**Exercise:** Go through the listing and write out all of it exactly.
— Start of Material provided —
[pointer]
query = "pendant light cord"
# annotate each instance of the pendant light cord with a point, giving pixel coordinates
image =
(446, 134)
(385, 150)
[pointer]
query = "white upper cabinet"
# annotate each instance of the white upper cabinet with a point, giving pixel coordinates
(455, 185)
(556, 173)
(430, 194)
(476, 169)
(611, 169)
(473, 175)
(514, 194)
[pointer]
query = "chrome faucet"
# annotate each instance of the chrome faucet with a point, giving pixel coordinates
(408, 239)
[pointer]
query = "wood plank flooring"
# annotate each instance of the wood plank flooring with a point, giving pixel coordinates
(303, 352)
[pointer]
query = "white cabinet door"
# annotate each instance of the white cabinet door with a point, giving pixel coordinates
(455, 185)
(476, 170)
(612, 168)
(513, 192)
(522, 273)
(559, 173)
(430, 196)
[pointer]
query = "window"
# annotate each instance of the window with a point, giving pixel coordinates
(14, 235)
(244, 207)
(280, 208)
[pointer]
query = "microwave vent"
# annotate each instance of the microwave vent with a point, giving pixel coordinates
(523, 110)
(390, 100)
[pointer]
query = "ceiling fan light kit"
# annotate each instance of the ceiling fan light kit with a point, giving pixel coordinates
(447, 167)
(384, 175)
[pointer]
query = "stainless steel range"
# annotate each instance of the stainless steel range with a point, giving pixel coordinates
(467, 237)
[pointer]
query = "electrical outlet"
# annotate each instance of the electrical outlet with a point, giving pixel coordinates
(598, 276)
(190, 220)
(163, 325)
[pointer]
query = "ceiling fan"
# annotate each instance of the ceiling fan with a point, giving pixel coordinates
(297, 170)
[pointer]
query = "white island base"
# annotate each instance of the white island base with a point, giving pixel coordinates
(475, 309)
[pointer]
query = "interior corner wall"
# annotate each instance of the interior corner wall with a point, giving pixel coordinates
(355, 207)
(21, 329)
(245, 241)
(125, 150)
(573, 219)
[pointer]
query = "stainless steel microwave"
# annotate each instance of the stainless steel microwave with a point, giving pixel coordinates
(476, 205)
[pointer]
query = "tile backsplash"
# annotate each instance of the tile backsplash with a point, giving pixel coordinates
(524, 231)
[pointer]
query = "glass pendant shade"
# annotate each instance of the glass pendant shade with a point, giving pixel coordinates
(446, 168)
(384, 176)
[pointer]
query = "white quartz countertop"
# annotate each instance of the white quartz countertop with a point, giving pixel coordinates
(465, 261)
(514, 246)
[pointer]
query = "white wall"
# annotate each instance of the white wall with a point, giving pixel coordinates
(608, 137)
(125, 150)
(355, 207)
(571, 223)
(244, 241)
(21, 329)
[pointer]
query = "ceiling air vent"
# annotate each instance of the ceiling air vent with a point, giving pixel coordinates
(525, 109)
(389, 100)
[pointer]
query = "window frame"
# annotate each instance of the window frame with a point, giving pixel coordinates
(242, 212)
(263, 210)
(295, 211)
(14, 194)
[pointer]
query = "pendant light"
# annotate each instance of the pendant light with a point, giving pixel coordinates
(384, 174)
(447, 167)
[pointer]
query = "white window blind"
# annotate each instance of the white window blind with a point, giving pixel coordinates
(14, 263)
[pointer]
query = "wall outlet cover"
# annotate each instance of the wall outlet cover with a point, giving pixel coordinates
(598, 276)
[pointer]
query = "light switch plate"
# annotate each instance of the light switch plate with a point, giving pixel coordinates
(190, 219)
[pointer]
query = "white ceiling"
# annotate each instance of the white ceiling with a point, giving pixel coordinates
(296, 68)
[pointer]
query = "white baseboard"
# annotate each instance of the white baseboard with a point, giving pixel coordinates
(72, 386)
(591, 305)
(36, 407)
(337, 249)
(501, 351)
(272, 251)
— End of Material provided —
**Solved exercise:**
[pointer]
query = "pendant light cord"
# annotate each instance of the pendant light cord with a point, giving pixel coordinates
image =
(446, 134)
(385, 150)
[pointer]
query = "white upper cabinet"
# annotate each instance of the white upper cabinet with a point, giving pixel coordinates
(455, 185)
(556, 173)
(430, 194)
(476, 169)
(611, 169)
(473, 175)
(514, 194)
[pointer]
query = "chrome faucet"
# annotate each instance of the chrome faucet with a point, giving pixel coordinates
(408, 239)
[pointer]
query = "wood plank flooring"
# annotate each instance of the wood plank flooring with a point, giving pixel coordinates
(303, 352)
[pointer]
query = "white cabinet door"
# annotate each instance of the white cabinet door with a point, giving pixel coordinates
(455, 185)
(476, 170)
(612, 168)
(513, 192)
(522, 273)
(559, 173)
(430, 196)
[pointer]
query = "window"
# annotate each instance of the window with a point, giving pixel coordinates
(14, 235)
(244, 207)
(280, 208)
[pointer]
query = "microwave vent"
# annotate each instance of the microwave vent with a point, giving pixel coordinates
(523, 110)
(390, 100)
[pointer]
query = "ceiling fan light kit"
# annotate each instance of the ceiling fan light kit with a point, giving pixel coordinates
(447, 167)
(384, 175)
[pointer]
query = "stainless steel range"
# annotate each instance of the stainless steel range with a point, giving pixel coordinates
(467, 237)
[pointer]
query = "electrical outlet"
# annotate each instance of the electrical outlet with a point, giving pixel coordinates
(598, 276)
(190, 220)
(163, 325)
[pointer]
query = "ceiling fan"
# annotate each instance of the ceiling fan with a point, giving pixel coordinates
(297, 170)
[pointer]
query = "white island base"
# annotate each instance of the white island base with a point, giving pixel coordinates
(475, 309)
[pointer]
query = "interior corner wall"
# annotate each instance of the interior corner wall with a point, giving pixel coordinates
(355, 207)
(21, 329)
(245, 241)
(125, 150)
(573, 219)
[pointer]
query = "stainless steel microwave"
# annotate each instance of the stainless steel microwave with a point, giving pixel coordinates
(476, 205)
[pointer]
query = "tile backsplash"
# annotate each instance of the tile backsplash with a point, giving pixel coordinates
(524, 231)
[pointer]
query = "glass pendant shade"
# annotate each instance of the glass pendant shade with a point, giving pixel coordinates
(446, 168)
(384, 176)
[pointer]
query = "white quartz countertop"
# annotate each instance of the white quartz countertop with a point, giving pixel coordinates
(465, 261)
(514, 246)
[pointer]
query = "white wall"
# annotate each instance of the white wall with a point, giving pixel coordinates
(608, 137)
(125, 150)
(355, 207)
(571, 223)
(244, 241)
(21, 329)
[pointer]
query = "ceiling air vent"
# annotate each instance of the ceiling air vent with a point, giving pixel coordinates
(525, 109)
(389, 100)
[pointer]
query = "window frame"
# annotate each instance of the window frame with a point, giving pixel coordinates
(242, 212)
(263, 210)
(295, 211)
(14, 194)
[pointer]
query = "pendant light"
# annotate each instance of the pendant light with a point, giving pixel coordinates
(384, 174)
(447, 167)
[pointer]
query = "white window blind"
# annotate each instance of the white window blind with a point, giving pixel coordinates
(14, 263)
[pointer]
query = "wall outlet cover"
# annotate each instance of the wall outlet cover with a point, giving pixel coordinates
(598, 276)
[pointer]
query = "light switch plate"
# annotate each instance of the light switch plate with a point, giving pixel coordinates
(190, 219)
[pointer]
query = "white ceiling"
# annotate each instance of the white ceiling with a point, giving pixel coordinates
(296, 68)
[pointer]
query = "white baseboard"
# annotate each instance of the white baseboard with a point, giving pixel coordinates
(72, 386)
(591, 305)
(36, 407)
(337, 249)
(501, 351)
(272, 251)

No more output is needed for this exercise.